→ **Passage to read**:

--------------------------------

One of the problems in the diagnosis of depression can be the individual’s lack of awareness of low mood. In The Prelude the truth of sudden changes of mood is brilliantly suggested. Often we are not fully in touch with our melancholy, or at least not until after it has lifted, and a wonderful lightness replaces the heart that we did not know was heavy. The experience can be sharply retrospective. The poem reminds us of the undertow of mood, our only partial control of it – and that a brisk walk may be a useful medicine.
These two examples are about poetry and its relationships with psychology. My final example is somewhat different. (All three poems are discussed by Davis in Reading and the Reader.) These are lines from Philip Sidney’s Certain Sonnet 19, probably written in the 1580s: “If I could think how these my thoughts to leave,/Or thinking still my thoughts might have good end:/If rebel sense would reason’s law receive/Or reason foil’d would not in vain contend…”

--------------------------------

→ **Explore the material**:
[a] Answer these questions about the passage on poetry and mood:
(i) What does the poem remind us a brisk walk may be?
(ii) In which book does Davis discuss all three poems?
(iii) When was Philip Sidney's Certain Sonnet 19 probably written?
[b] Does the passage on poetry and mood support each statement below? Answer yes or no and quote the words that decide it.
(i) A brisk walk is suggested as a possible remedy for low mood.
(ii) The Sidney lines, like the two earlier examples, are about poetry and its relationships with psychology.
(iii) People are always fully aware of their melancholy while it lasts.
[c] Can you repeat word for word the part of the passage on poetry and mood starting with "One of the problems" and going on through "a useful medicine."?

--------------------------------

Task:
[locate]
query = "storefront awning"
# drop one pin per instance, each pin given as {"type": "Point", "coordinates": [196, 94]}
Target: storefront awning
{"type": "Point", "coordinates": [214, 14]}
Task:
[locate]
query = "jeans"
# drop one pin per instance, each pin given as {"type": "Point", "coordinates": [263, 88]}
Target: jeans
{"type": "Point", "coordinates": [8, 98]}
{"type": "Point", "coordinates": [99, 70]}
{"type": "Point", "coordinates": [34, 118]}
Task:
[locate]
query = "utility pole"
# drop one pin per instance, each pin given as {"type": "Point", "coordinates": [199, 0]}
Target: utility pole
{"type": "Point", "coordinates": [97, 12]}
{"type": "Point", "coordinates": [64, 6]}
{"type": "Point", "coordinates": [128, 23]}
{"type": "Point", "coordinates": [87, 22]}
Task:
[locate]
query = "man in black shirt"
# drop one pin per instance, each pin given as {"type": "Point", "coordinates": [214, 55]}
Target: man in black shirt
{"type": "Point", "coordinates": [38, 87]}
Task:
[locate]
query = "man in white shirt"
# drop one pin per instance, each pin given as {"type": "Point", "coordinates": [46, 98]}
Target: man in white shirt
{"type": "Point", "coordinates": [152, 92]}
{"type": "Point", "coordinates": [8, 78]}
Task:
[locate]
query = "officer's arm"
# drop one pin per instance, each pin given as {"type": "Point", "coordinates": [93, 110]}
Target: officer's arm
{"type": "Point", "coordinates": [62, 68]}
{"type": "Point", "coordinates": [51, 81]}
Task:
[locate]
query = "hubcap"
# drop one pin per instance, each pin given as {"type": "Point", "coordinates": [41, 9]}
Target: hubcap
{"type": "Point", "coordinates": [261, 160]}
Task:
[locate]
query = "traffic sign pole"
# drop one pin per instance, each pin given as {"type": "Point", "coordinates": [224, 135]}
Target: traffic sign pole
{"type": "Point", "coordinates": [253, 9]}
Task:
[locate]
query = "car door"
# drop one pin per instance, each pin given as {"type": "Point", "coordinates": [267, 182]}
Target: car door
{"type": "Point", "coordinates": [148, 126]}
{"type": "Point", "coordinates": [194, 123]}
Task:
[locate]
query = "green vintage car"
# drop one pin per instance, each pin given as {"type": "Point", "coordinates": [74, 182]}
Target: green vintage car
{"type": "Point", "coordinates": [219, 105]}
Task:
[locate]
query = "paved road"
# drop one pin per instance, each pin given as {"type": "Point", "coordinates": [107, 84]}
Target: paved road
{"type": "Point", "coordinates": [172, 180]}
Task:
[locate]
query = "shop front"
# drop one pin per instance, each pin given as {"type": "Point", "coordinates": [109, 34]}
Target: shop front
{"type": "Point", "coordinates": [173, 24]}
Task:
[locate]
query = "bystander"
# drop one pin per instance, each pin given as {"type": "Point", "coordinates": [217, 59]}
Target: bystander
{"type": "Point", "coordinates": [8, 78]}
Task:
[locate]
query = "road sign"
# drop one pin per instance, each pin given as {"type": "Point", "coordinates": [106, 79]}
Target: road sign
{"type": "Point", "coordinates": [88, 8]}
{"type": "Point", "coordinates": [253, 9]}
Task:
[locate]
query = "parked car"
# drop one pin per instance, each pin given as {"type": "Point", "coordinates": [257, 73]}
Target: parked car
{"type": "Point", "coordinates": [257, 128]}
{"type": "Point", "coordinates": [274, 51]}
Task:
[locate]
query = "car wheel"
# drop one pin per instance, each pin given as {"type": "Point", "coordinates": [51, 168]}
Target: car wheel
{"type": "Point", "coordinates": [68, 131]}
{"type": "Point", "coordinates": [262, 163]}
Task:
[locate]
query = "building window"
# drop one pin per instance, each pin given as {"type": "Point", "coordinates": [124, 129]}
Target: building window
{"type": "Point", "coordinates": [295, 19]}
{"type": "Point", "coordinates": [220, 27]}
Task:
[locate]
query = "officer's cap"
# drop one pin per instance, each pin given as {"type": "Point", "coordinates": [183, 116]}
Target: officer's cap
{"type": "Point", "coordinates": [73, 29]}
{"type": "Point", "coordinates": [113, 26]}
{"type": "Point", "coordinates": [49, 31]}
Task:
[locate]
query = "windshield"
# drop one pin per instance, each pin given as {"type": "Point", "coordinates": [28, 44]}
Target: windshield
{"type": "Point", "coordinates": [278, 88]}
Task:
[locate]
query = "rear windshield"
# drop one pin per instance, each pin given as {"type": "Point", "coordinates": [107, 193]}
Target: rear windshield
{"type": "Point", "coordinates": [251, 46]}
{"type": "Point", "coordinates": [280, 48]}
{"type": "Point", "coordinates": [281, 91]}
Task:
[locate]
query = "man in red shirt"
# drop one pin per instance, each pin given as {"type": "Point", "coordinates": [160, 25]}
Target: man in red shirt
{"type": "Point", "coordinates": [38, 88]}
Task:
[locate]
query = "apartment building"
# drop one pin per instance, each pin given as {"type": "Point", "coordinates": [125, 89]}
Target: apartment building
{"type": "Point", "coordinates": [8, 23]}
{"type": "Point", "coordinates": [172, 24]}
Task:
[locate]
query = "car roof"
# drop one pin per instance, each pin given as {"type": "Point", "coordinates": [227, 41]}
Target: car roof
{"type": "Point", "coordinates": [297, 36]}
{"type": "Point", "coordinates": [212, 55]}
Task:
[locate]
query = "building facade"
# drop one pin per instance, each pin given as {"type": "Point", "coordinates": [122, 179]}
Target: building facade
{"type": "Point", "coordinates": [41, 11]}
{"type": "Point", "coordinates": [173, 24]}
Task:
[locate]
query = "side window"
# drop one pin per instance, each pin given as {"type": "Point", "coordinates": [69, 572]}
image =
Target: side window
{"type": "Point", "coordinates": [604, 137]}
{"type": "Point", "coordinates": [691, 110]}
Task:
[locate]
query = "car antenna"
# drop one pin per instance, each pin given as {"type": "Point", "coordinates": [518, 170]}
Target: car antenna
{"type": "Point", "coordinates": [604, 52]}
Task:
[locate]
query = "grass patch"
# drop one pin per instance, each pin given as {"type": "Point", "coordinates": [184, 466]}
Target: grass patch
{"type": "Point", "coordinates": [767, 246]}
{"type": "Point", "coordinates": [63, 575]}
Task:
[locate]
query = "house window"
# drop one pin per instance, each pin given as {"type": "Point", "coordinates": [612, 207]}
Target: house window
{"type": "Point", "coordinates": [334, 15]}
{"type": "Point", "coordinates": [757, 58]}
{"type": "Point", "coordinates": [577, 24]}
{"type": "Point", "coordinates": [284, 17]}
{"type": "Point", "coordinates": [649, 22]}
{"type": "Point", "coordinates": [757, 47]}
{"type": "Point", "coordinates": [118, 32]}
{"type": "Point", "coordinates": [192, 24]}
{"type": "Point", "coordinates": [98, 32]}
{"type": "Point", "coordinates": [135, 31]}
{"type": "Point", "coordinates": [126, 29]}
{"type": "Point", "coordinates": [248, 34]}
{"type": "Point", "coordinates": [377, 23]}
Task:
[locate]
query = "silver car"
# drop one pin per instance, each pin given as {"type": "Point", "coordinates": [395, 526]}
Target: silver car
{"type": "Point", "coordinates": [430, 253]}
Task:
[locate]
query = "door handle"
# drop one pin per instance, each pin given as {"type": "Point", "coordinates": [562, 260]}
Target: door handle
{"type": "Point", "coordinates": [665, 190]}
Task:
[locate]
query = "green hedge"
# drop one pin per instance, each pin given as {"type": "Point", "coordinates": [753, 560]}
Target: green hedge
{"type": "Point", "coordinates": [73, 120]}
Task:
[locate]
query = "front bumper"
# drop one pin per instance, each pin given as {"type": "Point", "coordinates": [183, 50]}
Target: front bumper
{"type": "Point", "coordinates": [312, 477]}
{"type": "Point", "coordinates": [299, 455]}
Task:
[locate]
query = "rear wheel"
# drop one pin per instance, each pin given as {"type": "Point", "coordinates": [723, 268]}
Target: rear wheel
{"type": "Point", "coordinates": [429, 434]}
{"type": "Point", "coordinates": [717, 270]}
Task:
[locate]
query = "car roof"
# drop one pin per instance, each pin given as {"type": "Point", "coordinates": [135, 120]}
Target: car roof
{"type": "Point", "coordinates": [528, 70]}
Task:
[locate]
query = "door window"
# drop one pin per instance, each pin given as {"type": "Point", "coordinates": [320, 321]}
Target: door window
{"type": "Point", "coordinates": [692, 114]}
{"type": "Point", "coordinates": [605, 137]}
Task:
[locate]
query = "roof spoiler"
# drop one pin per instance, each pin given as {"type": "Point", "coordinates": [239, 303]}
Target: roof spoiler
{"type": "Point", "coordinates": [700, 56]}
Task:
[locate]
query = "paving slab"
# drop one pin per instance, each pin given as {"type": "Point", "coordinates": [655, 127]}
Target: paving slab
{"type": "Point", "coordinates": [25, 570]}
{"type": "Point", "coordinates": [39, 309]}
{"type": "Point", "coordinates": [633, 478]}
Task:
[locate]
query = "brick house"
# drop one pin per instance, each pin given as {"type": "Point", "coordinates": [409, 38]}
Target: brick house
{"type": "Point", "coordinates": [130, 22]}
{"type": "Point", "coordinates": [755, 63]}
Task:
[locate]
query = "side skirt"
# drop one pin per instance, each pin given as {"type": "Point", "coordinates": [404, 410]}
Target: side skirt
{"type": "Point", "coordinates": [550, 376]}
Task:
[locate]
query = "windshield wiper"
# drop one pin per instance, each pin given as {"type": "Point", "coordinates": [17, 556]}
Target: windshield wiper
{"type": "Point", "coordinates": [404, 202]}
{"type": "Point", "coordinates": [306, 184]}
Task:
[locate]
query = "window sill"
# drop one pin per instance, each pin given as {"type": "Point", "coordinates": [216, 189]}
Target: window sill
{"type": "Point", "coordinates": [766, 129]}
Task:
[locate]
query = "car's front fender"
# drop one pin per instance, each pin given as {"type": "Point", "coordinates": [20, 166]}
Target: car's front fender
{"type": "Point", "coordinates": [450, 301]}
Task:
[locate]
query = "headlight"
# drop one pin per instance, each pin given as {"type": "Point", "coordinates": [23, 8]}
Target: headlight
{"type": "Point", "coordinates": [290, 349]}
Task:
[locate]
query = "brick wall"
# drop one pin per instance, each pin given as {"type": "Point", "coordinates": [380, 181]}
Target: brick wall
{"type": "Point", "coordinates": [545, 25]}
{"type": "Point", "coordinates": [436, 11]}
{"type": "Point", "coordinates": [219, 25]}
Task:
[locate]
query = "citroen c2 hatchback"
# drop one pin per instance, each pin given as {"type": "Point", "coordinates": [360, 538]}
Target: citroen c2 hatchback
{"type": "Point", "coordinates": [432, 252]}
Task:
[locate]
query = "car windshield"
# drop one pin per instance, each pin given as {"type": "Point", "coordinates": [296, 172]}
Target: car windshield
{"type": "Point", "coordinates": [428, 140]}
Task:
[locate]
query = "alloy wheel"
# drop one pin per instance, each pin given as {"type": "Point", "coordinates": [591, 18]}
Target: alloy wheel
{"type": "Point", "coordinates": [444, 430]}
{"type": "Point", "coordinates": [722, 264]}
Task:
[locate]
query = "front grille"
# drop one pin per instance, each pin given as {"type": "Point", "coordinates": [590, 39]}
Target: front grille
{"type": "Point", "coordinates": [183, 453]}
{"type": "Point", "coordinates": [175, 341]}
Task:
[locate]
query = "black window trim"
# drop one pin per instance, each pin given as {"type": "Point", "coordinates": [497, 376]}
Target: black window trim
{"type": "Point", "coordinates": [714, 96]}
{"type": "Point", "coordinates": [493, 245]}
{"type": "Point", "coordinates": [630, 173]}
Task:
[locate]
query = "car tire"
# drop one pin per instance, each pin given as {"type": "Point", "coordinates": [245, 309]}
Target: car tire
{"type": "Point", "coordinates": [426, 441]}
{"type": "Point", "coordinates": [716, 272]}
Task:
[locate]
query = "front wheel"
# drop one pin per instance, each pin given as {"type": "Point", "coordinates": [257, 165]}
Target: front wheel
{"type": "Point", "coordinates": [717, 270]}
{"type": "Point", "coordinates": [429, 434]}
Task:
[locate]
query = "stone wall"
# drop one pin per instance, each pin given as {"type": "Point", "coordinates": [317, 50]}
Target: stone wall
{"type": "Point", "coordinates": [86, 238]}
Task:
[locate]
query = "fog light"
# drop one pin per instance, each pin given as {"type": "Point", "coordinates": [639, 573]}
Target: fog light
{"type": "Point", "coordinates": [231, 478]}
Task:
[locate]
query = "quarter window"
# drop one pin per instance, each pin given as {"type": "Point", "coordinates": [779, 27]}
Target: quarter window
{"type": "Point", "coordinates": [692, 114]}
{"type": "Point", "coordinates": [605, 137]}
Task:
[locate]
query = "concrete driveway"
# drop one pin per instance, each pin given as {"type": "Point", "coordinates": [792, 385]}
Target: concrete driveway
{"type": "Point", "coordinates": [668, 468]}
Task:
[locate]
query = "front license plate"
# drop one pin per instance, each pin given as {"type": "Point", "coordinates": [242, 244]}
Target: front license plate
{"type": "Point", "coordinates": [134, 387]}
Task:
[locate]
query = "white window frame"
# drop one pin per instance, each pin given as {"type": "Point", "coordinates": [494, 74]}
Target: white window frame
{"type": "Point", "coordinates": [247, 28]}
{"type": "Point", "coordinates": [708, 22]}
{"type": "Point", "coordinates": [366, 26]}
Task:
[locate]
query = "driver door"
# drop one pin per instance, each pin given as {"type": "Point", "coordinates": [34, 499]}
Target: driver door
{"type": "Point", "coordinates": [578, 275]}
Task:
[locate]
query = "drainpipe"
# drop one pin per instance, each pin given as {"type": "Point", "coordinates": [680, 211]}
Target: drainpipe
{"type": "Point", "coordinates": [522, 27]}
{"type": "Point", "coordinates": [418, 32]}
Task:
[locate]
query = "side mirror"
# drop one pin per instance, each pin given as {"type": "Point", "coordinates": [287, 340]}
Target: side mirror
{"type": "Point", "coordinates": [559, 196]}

--------------------------------

→ **Activity answers**:
[a]
(i) A useful medicine.
(ii) Reading and the Reader.
(iii) In the 1580s.

[b]
(i) Yes: "a brisk walk may be a useful medicine."
(ii) No: "My final example is somewhat different."
(iii) No: "Often we are not fully in touch with our melancholy, or at least not until after it has lifted"

[c]
One of the problems in the diagnosis of depression can be the individual’s lack of awareness of low mood. In The Prelude the truth of sudden changes of mood is brilliantly suggested. Often we are not fully in touch with our melancholy, or at least not until after it has lifted, and a wonderful lightness replaces the heart that we did not know was heavy. The experience can be sharply retrospective. The poem reminds us of the undertow of mood, our only partial control of it – and that a brisk walk may be a useful medicine.